Stated task:
Count the lines in the listing below that contain the string "herb", treating uppercase and lowercase as distinct, and give only that number.

***

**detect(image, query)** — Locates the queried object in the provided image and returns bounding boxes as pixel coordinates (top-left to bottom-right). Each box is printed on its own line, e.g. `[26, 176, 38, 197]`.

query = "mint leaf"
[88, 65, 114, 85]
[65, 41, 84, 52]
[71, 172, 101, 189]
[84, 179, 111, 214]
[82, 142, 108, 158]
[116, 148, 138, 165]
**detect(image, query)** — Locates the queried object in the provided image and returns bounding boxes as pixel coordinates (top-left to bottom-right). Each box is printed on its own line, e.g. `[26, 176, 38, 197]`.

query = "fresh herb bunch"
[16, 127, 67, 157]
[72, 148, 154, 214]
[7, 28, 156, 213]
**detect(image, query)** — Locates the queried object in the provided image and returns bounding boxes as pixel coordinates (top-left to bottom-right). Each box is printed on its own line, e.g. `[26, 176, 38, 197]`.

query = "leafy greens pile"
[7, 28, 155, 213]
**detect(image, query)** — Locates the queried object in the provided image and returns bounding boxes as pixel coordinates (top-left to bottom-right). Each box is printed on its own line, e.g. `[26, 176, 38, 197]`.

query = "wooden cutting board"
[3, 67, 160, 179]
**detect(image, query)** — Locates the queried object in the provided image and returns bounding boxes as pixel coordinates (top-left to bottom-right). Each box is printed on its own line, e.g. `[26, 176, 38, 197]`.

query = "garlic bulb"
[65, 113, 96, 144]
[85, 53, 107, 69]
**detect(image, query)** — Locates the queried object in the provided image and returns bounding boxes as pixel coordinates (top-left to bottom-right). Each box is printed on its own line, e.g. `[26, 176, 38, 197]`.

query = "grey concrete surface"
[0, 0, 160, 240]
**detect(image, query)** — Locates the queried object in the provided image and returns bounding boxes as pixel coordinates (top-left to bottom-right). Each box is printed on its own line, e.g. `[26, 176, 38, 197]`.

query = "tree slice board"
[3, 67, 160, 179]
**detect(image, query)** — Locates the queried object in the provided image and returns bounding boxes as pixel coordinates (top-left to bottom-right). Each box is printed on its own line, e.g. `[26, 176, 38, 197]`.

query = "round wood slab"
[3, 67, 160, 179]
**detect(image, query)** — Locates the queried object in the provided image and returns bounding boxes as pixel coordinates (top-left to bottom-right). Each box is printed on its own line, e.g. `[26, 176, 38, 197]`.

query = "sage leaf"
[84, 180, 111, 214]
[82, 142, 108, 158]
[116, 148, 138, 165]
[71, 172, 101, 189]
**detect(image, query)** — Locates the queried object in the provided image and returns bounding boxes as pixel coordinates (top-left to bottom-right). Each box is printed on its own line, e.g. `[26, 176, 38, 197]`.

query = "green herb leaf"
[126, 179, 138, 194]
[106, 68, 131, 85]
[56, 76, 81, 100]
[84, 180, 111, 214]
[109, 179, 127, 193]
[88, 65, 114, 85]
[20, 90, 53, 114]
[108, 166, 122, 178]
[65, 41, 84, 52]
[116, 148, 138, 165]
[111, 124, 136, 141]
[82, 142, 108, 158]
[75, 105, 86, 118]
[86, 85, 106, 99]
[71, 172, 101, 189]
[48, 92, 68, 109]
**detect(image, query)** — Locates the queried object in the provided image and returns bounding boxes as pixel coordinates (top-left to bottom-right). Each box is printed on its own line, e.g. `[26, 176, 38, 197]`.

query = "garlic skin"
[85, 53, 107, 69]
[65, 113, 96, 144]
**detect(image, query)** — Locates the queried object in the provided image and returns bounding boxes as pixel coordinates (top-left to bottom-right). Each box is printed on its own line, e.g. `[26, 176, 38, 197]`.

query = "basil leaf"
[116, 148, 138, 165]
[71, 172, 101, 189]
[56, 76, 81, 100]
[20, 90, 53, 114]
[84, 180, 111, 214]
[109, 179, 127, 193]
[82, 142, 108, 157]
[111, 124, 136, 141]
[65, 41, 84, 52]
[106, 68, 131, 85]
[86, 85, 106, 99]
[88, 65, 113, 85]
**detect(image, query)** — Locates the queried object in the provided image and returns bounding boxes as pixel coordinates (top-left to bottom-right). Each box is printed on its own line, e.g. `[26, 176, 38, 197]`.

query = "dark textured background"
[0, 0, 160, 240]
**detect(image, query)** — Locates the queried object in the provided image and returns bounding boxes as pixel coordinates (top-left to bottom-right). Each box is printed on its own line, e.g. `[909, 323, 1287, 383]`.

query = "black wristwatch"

***

Output for this exercise:
2